(Named-object pointing entries)

>> BEGIN

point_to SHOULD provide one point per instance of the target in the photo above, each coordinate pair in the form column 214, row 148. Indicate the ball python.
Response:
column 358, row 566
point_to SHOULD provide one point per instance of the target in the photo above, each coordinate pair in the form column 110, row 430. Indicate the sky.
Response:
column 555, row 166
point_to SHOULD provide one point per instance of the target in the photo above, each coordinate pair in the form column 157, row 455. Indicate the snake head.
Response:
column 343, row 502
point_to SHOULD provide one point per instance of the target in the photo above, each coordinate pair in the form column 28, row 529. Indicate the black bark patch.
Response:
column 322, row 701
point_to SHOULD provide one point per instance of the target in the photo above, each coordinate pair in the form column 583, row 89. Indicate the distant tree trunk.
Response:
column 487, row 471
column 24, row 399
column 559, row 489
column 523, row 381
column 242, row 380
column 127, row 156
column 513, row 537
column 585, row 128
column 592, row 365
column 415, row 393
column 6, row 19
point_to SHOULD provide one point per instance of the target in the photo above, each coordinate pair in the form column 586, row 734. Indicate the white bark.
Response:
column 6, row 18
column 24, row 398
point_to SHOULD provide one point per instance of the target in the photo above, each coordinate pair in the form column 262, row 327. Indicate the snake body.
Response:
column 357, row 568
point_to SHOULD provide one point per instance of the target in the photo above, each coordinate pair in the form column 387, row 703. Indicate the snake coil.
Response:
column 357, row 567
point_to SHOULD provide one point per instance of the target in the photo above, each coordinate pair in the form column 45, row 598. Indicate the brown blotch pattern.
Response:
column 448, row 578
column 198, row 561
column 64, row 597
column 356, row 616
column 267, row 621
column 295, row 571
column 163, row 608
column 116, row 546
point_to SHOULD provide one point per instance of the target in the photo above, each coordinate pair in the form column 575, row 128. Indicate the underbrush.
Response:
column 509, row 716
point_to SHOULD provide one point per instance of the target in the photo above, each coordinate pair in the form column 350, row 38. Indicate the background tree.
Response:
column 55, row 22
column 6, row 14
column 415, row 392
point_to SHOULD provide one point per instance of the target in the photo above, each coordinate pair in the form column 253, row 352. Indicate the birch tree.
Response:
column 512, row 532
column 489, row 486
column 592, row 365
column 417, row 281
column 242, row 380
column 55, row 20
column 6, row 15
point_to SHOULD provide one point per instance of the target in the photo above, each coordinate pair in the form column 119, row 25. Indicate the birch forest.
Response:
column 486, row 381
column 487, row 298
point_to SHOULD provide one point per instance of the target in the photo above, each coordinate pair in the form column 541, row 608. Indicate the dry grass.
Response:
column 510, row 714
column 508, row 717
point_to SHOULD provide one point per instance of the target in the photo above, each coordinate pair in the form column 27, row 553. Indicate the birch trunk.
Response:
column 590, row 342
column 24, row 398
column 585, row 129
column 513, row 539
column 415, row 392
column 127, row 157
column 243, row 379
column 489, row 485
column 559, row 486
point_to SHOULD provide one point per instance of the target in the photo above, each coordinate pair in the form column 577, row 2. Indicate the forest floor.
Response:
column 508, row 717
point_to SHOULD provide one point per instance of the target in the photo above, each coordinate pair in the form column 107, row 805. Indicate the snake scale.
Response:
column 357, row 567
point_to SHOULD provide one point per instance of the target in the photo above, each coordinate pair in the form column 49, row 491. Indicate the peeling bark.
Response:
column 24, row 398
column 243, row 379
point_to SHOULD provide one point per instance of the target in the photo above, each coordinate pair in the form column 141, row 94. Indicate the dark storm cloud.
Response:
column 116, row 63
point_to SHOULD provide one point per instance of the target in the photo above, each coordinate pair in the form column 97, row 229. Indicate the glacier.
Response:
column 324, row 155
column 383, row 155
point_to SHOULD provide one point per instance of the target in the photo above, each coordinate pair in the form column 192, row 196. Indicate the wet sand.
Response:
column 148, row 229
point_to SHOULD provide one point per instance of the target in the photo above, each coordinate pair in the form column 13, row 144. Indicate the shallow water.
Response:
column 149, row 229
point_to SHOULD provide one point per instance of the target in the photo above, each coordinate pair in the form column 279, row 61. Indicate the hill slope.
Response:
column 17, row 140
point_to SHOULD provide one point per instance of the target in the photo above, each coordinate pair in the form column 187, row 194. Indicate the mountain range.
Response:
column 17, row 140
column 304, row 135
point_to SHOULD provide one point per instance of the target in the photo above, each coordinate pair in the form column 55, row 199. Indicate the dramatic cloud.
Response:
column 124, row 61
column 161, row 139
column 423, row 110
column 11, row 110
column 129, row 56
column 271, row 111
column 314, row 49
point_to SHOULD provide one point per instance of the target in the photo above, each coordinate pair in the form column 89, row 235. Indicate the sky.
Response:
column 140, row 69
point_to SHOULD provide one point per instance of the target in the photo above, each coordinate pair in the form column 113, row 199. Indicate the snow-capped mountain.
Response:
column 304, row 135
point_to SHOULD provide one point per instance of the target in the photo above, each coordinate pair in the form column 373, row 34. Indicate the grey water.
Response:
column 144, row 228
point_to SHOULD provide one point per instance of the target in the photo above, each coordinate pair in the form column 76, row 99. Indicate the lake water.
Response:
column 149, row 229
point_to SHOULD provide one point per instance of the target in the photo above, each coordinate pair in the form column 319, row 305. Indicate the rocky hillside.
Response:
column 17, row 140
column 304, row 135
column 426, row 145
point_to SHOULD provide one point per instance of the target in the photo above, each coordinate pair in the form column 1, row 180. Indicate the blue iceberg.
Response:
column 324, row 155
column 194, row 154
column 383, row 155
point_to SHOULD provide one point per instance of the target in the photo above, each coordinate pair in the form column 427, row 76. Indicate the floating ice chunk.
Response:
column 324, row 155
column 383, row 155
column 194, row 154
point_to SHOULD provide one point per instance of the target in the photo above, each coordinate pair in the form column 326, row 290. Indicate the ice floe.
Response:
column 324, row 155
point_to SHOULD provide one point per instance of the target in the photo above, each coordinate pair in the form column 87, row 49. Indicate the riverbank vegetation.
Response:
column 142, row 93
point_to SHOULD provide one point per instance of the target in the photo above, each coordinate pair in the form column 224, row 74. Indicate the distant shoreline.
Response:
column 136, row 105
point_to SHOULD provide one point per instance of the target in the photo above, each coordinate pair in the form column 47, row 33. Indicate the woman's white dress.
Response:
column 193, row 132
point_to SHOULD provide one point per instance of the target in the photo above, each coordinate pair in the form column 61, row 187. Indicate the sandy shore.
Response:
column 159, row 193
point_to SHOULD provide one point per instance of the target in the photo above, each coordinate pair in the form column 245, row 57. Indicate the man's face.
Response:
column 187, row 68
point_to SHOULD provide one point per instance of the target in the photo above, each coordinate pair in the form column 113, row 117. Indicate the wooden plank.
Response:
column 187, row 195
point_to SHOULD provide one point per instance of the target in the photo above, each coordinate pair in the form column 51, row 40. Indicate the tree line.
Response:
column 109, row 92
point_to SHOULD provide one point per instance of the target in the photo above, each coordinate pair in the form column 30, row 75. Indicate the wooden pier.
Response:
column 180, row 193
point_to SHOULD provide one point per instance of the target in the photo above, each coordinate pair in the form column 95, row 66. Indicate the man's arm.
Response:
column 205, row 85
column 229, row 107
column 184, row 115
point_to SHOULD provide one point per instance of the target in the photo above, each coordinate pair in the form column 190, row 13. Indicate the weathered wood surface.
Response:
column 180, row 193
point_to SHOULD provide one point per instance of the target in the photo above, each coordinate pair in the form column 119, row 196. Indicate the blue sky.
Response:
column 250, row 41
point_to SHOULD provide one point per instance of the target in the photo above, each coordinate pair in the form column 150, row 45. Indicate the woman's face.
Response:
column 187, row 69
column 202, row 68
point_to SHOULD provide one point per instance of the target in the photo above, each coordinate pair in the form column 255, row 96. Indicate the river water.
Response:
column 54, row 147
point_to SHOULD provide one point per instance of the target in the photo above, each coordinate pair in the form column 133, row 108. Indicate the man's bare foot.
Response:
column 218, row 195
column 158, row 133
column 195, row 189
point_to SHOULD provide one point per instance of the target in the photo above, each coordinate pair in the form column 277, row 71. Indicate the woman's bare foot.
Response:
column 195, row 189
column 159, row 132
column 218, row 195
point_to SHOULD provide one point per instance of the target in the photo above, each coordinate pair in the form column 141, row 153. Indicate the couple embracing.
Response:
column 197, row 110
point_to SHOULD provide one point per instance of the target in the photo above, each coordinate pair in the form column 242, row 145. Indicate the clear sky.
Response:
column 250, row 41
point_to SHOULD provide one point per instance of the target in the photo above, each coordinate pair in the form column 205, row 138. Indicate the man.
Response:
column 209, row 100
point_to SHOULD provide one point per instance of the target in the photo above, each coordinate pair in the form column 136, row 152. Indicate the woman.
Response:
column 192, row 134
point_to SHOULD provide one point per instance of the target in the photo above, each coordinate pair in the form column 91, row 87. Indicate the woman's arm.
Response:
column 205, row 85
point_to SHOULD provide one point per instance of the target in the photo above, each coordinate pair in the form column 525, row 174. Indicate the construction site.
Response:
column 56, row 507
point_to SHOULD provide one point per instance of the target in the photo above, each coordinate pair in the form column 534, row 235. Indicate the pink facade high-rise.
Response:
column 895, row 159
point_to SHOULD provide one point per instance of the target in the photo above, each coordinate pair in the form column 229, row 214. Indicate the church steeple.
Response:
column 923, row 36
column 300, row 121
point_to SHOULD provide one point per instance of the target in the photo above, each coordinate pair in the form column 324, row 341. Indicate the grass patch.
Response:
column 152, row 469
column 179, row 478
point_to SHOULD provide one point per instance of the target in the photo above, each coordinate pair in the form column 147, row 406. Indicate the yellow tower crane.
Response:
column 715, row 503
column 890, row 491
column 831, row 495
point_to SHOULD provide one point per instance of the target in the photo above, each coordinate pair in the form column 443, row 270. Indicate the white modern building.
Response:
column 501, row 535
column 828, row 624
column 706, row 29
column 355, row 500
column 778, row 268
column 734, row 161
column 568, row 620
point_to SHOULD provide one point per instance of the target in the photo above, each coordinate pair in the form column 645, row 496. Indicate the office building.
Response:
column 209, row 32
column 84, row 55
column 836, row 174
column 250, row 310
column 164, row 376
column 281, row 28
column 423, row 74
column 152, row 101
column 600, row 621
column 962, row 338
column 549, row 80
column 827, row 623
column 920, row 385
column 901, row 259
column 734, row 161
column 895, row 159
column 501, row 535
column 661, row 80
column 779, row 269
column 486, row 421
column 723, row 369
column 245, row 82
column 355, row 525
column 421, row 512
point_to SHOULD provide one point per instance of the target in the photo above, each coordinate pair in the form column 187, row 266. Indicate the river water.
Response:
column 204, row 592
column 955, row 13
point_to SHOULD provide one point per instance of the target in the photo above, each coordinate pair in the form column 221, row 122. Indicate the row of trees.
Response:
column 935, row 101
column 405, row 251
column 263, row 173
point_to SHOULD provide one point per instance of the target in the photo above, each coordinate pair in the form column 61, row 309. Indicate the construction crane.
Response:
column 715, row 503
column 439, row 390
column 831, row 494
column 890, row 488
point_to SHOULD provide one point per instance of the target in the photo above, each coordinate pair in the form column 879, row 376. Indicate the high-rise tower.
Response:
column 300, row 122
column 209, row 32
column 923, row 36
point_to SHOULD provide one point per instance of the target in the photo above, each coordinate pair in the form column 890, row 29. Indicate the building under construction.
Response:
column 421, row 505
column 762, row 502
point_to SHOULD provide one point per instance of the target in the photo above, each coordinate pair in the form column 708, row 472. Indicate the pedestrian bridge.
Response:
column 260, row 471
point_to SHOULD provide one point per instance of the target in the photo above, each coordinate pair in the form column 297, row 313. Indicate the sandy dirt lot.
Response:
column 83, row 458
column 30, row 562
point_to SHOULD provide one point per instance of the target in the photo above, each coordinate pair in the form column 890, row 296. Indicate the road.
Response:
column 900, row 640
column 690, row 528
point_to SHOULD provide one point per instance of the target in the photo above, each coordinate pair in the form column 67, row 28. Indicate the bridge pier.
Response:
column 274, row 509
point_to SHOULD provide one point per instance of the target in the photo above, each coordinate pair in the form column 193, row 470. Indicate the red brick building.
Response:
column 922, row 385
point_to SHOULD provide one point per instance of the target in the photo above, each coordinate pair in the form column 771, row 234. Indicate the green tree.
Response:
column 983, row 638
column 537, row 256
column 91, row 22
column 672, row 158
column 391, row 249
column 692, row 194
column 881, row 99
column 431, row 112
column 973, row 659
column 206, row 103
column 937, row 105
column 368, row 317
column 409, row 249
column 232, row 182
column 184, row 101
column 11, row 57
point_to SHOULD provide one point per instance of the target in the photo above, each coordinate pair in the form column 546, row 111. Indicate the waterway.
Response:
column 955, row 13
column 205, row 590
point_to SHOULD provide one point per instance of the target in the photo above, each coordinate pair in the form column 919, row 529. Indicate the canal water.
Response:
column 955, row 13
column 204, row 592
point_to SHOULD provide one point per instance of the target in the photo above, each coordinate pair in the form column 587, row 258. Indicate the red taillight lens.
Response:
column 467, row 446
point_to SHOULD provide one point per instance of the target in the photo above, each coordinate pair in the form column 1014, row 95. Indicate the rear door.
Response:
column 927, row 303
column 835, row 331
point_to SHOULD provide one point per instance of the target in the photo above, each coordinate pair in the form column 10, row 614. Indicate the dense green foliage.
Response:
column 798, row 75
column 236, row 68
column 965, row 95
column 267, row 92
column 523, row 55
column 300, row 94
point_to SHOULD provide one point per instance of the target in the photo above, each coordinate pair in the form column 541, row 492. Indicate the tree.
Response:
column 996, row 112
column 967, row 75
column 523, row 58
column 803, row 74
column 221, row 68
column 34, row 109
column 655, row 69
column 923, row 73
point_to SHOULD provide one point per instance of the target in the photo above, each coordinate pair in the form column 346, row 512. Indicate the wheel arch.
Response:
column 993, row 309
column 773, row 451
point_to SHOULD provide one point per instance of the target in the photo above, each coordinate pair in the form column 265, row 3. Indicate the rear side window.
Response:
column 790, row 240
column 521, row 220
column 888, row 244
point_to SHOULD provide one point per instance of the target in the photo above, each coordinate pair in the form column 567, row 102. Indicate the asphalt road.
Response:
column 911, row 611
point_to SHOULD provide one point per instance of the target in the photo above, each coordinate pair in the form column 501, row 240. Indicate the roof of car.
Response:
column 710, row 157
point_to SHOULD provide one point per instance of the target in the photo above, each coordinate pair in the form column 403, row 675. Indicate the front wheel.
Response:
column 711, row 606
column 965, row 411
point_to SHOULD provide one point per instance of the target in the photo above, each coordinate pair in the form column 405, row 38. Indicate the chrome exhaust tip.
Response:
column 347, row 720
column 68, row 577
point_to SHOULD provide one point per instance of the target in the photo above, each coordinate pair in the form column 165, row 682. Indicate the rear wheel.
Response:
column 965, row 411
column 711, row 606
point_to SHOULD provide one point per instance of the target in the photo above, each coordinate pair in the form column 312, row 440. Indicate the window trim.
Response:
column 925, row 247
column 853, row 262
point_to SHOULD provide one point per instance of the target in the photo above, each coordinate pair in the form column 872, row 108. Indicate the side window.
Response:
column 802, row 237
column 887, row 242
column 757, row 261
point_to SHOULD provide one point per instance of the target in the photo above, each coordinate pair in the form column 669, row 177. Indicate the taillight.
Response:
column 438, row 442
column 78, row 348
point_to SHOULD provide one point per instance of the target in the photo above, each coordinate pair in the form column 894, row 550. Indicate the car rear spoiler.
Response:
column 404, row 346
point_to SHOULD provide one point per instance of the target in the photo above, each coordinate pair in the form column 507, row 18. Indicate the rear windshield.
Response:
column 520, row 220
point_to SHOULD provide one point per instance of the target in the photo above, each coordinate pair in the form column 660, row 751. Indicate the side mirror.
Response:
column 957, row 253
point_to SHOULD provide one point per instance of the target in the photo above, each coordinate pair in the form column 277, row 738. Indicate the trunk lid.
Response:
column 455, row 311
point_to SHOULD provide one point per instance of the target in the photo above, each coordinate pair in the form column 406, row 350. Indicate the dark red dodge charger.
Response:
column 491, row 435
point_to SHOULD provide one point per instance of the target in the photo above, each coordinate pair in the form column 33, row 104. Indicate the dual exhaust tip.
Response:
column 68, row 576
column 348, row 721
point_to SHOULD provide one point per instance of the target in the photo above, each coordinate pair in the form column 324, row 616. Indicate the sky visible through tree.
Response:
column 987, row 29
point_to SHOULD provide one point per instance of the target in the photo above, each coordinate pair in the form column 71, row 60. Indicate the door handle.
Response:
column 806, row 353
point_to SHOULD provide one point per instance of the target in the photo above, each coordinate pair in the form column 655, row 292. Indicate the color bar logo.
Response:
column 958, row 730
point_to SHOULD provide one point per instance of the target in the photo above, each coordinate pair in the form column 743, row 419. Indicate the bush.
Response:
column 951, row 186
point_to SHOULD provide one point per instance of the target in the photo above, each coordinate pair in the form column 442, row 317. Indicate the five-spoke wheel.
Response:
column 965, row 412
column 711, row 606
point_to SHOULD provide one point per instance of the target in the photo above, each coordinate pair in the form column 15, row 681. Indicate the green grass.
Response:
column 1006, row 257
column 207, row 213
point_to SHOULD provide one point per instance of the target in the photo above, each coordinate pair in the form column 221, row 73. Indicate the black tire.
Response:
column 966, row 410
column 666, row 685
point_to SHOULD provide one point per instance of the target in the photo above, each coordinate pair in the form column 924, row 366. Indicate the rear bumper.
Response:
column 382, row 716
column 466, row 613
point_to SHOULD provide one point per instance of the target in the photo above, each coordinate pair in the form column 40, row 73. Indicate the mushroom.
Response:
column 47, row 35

>> END

### WHAT THE EXERCISE ASKS
Could you retype the material from its first line up to and including the line that contains "column 555, row 166", character for character and with nothing else?

### OUTPUT OF THE EXERCISE
point_to SHOULD provide one point per instance of the target in the photo above, each coordinate pair in the form column 214, row 148. Indicate the ball python.
Response:
column 358, row 566
point_to SHOULD provide one point per instance of the target in the photo above, each coordinate pair in the form column 110, row 430. Indicate the sky.
Response:
column 555, row 166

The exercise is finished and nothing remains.